Written task:
Count the lines of the data below that contain the string "masks". Give only the number.

Records:
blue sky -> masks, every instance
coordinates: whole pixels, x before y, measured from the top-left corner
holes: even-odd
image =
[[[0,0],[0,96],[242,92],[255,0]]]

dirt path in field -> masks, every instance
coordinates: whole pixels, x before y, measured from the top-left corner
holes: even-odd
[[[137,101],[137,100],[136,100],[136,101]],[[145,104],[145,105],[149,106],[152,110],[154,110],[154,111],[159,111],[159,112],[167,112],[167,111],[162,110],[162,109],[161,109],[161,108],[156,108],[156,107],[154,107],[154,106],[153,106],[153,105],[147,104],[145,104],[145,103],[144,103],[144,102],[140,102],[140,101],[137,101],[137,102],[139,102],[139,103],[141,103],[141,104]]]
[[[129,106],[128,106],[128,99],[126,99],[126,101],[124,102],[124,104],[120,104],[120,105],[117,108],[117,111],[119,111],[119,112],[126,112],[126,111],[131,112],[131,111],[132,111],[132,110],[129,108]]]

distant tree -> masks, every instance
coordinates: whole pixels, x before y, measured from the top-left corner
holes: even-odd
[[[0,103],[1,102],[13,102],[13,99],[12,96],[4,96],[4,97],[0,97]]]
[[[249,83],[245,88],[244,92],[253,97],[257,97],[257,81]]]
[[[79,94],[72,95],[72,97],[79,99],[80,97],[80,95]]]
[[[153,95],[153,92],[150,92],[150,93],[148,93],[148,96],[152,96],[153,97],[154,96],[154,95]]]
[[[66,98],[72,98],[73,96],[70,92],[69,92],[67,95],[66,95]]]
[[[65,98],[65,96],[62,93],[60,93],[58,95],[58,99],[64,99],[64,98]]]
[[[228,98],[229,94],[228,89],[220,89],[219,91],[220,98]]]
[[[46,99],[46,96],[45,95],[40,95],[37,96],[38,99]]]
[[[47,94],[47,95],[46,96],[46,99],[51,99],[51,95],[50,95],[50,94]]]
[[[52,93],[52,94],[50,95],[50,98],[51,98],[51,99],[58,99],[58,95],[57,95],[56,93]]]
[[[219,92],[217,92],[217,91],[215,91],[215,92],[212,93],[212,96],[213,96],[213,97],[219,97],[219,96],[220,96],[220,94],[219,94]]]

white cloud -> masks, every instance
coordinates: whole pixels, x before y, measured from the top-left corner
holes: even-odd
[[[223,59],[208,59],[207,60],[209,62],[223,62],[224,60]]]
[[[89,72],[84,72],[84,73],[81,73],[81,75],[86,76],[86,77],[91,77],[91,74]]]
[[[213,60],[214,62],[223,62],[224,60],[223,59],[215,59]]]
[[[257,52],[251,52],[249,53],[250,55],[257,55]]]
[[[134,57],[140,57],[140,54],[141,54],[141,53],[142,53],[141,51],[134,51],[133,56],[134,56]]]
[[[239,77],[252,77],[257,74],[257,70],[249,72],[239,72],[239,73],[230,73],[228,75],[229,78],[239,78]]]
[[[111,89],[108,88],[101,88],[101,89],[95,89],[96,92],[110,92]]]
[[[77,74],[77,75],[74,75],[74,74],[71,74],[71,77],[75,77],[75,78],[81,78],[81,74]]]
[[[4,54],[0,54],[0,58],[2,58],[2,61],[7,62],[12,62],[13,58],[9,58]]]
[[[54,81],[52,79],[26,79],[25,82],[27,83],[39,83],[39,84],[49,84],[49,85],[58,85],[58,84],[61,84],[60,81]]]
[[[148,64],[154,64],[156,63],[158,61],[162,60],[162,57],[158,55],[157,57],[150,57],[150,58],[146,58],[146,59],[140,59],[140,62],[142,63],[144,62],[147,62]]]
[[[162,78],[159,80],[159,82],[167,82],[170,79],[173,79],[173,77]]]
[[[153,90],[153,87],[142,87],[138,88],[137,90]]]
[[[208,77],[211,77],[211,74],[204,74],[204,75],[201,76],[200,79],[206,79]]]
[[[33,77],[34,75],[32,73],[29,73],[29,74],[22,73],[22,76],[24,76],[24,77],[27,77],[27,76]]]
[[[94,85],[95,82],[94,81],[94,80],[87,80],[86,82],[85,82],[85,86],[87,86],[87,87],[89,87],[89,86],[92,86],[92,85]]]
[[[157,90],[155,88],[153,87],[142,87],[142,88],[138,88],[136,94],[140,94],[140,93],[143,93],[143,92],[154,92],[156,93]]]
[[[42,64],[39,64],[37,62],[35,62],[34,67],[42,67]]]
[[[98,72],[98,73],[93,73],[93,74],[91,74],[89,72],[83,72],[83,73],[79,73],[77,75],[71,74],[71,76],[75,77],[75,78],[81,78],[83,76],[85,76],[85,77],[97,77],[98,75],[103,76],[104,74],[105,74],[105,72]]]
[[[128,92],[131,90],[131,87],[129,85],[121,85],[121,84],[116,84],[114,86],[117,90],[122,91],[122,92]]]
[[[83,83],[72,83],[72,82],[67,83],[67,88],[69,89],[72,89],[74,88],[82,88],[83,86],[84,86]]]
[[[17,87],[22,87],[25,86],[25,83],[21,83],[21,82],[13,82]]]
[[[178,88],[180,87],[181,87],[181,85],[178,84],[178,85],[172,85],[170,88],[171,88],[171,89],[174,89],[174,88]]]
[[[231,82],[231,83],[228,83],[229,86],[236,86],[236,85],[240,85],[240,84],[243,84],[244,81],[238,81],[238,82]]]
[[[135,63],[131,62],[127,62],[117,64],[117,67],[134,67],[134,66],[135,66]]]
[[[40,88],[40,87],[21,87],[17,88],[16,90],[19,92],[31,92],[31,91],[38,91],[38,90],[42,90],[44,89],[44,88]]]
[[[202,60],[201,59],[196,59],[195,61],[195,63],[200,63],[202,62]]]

Right answer:
4